# Start of Reading passage
I have to show that the following mapping of momenta is surjective. The mapping $\{p_i^{\mu},p_j^{\mu},p_k^{\mu}\}\rightarrow\{\tilde{p}_{ij}^{\mu},\tilde{p}_k^{\mu}\}$ is given by

$$ \tilde{p}_k^{\mu}=\frac{1}{1-y_{ij,k}}p_k^{\mu} $$

$$ \tilde{p}_{ij}^{\mu}=p_i^{\mu}+p_j^{\mu}-\frac{y_{ij,k}}{1-y_{ij,k}}p_k^{\mu}. $$

with $y_{ij,k}=\frac{p_ip_j}{p_ip_j+p_ip_k+p_jp_k}$.

In other words: Do we cover the whole phase space for the tilde quantities under the mapping from ordinary momenta to tilde momenta?

Furthermore momentum conservation and on-shellness is guaranteed.

$$ \tilde{p}_{ij}^{\mu}+\tilde{p}_k^{\mu}=p_i^{\mu}+p_j^{\mu}+p_k^{\mu} $$

$$ p_i^2=p_j^2=p_k^2=\tilde{p}_{ij}^2=\tilde{p}_k^2=0 $$

To me it seems to be a bit strange, since we have 3 momenta (9 degerees of freedom) that we map to 2 momenta (with 6 degrees of freedom).

In addition to that it was mentioned that the mapping is also injective. How is this possible?

I can provide more physical background if required.

  • 1
    Well, if you were only looking at Lorentz/rotational invariants, the system of 3 vectors has 3 magnitudes and 3 relative cosines, so 6 degrees of freedom, covering the structure... – Cosmas Zachos Dec 7 at 1:56
  • @CosmasZachos Thank you for the answer! You mean, we have 6 degrees of freedom on both sides? And can you imagine why the mapping is one to one? – Schnarco Dec 7 at 2:11
  • It looks that way; there is lots of freedom in picking your origins and orienting your solid (the space like part thereof...). Might take the x-axis to be along $p_k$, and $p_i$ to define the x-y plane, and only $p_j$ has a z component in this orientation... The mapping is 1-to-1 up to superfluous orientation of the system... – Cosmas Zachos Dec 7 at 2:17
  • @CosmasZachos Could you be so kind and explain to me, why we have also 6 degrees of freedom on the left hand side? – Schnarco Dec 7 at 2:21
  • I mean, actually it is 2 magnitudes and 2 angles on that side, isn‘t it? – Schnarco Dec 7 at 2:22
up vote 1 down vote accepted

OK, I am dumping a few illustrative notes to flesh out my comment that the number of parameters (d.o.f.) is 6 before and after the map. (I am not sure what you mean about the 2-vectors being parallel when the 3 vectors are on a plane. $\tilde p_k$ and $\tilde p_{ij}$ are not parallel--see illustration below.)
# End of Reading passage
§ Given problem 1
Identify each line in the records below that contains the word "paved", and copy those lines.
# Start of Stored records
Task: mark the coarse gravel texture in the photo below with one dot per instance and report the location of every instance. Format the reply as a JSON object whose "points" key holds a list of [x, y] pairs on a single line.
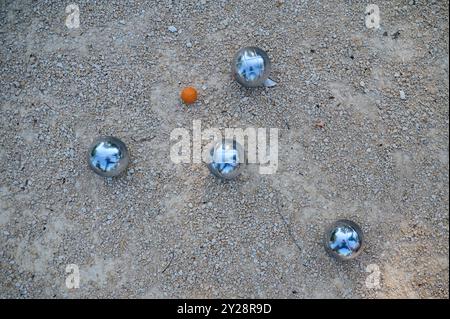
{"points": [[363, 118]]}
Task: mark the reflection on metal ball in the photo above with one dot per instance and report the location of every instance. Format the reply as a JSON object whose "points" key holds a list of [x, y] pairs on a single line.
{"points": [[226, 159], [108, 156], [251, 67], [344, 240]]}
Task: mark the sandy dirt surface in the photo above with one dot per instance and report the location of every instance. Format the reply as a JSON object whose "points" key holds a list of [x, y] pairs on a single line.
{"points": [[363, 121]]}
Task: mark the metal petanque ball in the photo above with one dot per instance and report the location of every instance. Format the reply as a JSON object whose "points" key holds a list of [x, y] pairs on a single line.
{"points": [[108, 156], [344, 240], [251, 67], [226, 159]]}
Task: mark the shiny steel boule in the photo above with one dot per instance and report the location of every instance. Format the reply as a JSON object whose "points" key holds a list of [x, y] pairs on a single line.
{"points": [[251, 67], [344, 240], [108, 156], [226, 159]]}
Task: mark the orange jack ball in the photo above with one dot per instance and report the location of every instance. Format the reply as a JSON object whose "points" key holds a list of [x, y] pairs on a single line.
{"points": [[189, 95]]}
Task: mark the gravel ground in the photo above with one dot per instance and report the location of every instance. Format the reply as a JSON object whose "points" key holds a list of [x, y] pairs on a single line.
{"points": [[363, 118]]}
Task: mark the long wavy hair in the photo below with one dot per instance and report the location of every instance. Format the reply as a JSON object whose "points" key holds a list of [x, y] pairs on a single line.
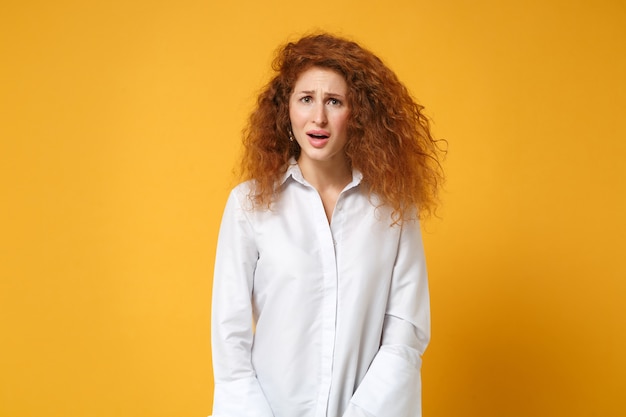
{"points": [[389, 137]]}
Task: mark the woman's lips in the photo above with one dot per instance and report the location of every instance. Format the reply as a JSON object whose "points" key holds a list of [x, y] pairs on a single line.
{"points": [[318, 138]]}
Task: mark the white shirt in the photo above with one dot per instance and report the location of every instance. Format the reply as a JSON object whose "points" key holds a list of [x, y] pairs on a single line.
{"points": [[317, 320]]}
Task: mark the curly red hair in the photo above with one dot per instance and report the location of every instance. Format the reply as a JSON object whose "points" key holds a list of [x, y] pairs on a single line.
{"points": [[389, 138]]}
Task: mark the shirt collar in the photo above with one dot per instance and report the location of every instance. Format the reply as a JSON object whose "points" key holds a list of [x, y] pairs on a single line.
{"points": [[293, 171]]}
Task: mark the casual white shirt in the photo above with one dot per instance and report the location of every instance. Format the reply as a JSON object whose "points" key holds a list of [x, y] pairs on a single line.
{"points": [[311, 319]]}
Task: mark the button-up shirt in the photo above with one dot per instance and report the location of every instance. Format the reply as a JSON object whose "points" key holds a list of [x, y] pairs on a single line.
{"points": [[311, 319]]}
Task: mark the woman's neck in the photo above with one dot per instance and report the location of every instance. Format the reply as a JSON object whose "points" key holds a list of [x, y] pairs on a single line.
{"points": [[326, 175]]}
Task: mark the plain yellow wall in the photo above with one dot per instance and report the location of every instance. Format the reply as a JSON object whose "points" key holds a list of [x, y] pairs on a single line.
{"points": [[119, 127]]}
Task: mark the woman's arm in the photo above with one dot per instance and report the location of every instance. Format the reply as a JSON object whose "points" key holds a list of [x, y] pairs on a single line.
{"points": [[392, 385], [237, 391]]}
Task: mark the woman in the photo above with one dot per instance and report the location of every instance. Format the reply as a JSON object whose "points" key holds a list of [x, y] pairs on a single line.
{"points": [[320, 297]]}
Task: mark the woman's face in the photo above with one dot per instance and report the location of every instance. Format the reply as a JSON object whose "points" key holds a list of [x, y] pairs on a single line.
{"points": [[319, 113]]}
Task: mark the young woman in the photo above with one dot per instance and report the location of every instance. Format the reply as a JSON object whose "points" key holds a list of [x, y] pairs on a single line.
{"points": [[320, 296]]}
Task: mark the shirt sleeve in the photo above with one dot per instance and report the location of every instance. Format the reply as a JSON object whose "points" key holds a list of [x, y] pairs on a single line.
{"points": [[392, 385], [237, 391]]}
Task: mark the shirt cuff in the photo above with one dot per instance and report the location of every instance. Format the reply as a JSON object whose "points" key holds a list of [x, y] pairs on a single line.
{"points": [[391, 387]]}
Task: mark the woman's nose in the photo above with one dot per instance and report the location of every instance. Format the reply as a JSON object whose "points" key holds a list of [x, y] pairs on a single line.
{"points": [[319, 116]]}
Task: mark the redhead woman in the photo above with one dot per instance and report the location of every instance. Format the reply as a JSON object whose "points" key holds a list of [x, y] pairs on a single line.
{"points": [[320, 294]]}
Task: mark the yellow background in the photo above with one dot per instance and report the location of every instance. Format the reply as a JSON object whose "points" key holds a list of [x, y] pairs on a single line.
{"points": [[119, 127]]}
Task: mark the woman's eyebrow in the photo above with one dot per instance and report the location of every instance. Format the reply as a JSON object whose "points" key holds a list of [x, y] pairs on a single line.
{"points": [[312, 92]]}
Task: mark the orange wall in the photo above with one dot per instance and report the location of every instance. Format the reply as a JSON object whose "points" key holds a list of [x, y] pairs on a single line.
{"points": [[119, 126]]}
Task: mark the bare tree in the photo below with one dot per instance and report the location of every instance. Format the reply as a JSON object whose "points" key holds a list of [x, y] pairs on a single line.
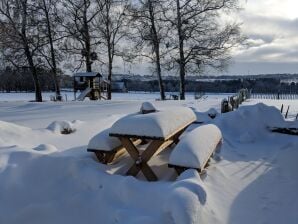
{"points": [[50, 20], [111, 25], [200, 37], [79, 16], [148, 33], [20, 40]]}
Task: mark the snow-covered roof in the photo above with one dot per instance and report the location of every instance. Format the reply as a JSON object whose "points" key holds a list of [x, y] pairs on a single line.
{"points": [[87, 74]]}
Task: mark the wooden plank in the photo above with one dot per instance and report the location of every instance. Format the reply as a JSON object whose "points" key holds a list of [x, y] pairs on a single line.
{"points": [[108, 157], [134, 153], [183, 127]]}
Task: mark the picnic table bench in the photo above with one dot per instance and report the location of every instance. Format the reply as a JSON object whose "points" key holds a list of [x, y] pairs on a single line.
{"points": [[161, 129], [196, 148]]}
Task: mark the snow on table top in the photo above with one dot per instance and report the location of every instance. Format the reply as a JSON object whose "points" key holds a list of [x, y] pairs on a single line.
{"points": [[195, 148], [102, 141], [160, 124]]}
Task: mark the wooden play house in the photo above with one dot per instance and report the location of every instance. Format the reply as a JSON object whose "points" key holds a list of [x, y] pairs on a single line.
{"points": [[90, 84]]}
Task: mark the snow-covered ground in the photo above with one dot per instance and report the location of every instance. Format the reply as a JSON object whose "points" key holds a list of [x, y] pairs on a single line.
{"points": [[47, 177]]}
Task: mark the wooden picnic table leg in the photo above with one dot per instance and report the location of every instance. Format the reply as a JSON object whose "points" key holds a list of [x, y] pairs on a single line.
{"points": [[134, 154], [140, 160]]}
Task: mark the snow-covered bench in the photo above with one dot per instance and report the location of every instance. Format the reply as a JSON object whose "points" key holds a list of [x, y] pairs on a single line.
{"points": [[195, 148], [161, 128], [107, 148]]}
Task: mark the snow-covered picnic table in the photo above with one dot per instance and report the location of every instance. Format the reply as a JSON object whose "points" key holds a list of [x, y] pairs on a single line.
{"points": [[162, 128]]}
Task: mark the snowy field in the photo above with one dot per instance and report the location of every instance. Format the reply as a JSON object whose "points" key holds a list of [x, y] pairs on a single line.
{"points": [[47, 177]]}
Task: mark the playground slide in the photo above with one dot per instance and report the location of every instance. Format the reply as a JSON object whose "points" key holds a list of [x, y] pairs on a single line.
{"points": [[83, 94]]}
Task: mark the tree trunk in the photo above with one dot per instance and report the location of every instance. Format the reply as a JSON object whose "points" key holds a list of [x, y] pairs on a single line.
{"points": [[156, 51], [110, 78], [181, 52], [158, 70], [53, 57], [110, 51], [38, 96], [87, 41]]}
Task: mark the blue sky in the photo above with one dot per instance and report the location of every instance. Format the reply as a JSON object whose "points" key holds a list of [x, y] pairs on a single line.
{"points": [[272, 30]]}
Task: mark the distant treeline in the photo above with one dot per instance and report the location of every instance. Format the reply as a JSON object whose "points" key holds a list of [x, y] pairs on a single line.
{"points": [[20, 80], [260, 85]]}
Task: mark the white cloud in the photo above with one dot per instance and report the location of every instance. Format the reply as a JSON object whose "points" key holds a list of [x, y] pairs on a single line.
{"points": [[272, 30]]}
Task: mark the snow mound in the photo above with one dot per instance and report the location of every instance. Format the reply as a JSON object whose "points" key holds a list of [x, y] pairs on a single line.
{"points": [[47, 148], [147, 107], [196, 147], [160, 124], [55, 187], [64, 127], [186, 199], [212, 112], [249, 123], [102, 141], [6, 127], [9, 132], [202, 117]]}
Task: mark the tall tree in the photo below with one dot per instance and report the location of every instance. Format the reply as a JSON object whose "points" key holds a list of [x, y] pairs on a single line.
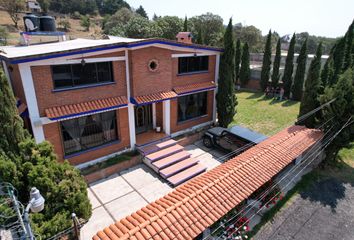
{"points": [[276, 65], [226, 97], [348, 57], [300, 73], [13, 8], [245, 72], [289, 68], [310, 99], [339, 112], [185, 24], [267, 62], [141, 12], [237, 60]]}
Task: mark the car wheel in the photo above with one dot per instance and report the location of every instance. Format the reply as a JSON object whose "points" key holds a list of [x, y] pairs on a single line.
{"points": [[208, 142]]}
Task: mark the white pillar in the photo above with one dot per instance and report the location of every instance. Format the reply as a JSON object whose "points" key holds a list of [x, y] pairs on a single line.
{"points": [[131, 113], [217, 63], [154, 115], [31, 100], [166, 106]]}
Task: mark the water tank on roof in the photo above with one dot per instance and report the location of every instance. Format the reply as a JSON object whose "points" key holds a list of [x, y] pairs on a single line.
{"points": [[31, 23], [47, 24]]}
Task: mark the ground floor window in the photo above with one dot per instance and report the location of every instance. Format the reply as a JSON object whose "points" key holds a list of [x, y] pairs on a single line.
{"points": [[86, 132], [192, 106]]}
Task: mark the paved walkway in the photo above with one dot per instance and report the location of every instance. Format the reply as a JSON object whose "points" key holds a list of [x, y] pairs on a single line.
{"points": [[126, 192]]}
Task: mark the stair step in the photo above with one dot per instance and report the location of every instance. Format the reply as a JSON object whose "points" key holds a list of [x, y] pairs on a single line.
{"points": [[186, 174], [167, 161], [164, 153], [156, 146], [178, 167]]}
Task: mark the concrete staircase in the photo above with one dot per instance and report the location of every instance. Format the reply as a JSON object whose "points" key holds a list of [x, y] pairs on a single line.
{"points": [[171, 161]]}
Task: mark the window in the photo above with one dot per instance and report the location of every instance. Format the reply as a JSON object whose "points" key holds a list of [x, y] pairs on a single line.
{"points": [[193, 64], [192, 106], [73, 75], [86, 132]]}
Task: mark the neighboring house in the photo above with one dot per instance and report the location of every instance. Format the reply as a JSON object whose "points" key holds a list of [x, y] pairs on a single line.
{"points": [[94, 98], [32, 6]]}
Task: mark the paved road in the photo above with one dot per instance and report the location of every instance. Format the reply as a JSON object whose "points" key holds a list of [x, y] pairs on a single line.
{"points": [[324, 212]]}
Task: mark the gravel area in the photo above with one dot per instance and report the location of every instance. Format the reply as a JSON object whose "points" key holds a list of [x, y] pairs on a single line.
{"points": [[324, 212]]}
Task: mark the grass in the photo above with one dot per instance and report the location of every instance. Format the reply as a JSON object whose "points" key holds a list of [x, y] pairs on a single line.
{"points": [[109, 162], [264, 115]]}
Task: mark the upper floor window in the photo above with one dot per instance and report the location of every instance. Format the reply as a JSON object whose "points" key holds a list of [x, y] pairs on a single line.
{"points": [[193, 64], [74, 75]]}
# End of Stored records
§ Given problem 2
Go on with the forum thread about the momentum mapping, starting right after its last sentence.

§ Result 1
Task: mark the paved walkway in the photo above with one dot per instance and report the location of every instance. Format the reply as a JSON object whose "points" key holds a list of [x, y] pairs on a single line.
Task: mark the paved road in the photo above with one dot per instance and report the location of every instance. Format the reply as a JSON object whose "points" key holds a list of [x, y] pairs on a single line.

§ Result 2
Given the arbitrariness of your basis choice and orientation, you may as well pick your axes to simplify them, the triangular pyramid found by the spacelike pieces of $p_k,p_i,p_j$, $$p_k=s(1,1,0,0); \qquad p_i= r(1,\cos \theta, \sin \theta, 0); \qquad p_j=u (1,\cos\phi \cos\chi, \sin \phi \cos\chi, \sin\chi). $$ To put all 3 space vectors on a plane, pick $\chi=0$, so the volume of the space pyramid collapses to zero.

Your total momentum is then $$ (s+r+u, s+r\cos\theta + u \cos\phi\cos\chi, r\sin\theta + u \cos\chi \sin \phi,u\sin \chi ), $$ so when all 3 spatial vectors are on a plane, the sum is on a plane.

The scale factors for $p_k$ are $$ \frac{y}{1-y} = \frac {ru(1-\cos\theta \cos\phi\cos\chi -\cos\chi \sin\phi \sin\theta )}{s(r+u-r\cos\theta -u\cos\phi \cos\chi ) }, $$ and $$ \frac{1}{1-y}= \\ ({sr (1-\cos \theta)+su(1-\cos \phi\cos\chi)+ru(1-\cos\theta \cos\phi \cos\chi -\cos\chi\sin\phi \sin\theta )}) \\ /~({s(r+u-r\cos\theta -u\cos\phi \cos\chi ) }). $$ For $\chi=0$ the "sum vector" tilts away from the "original" one , $\tilde p_k$, so I don't see the fear hinted at in your comment. I think you need not do any spherical trigonometry, but I am unfamiliar with the hyperbolic geometry involved.

In any case, you may directly verify the before and after sufficiency of the 6 parameters. Given a null tilded vector doublet, you might, in principle solve for these parameters, and plug them into 3 null untilded vectors... I am not seriously suggesting doing this (solving the 6 equations for the 6 parameters)... just a notional fantasy on your bijection. The extra 3 d.o.f. you might think they'd have, are the three 0 entries, above, and they are just a peculiarity of the coordinate axes' choices. (Failure of surjection is tantamount to failure to solve these 6 equations.)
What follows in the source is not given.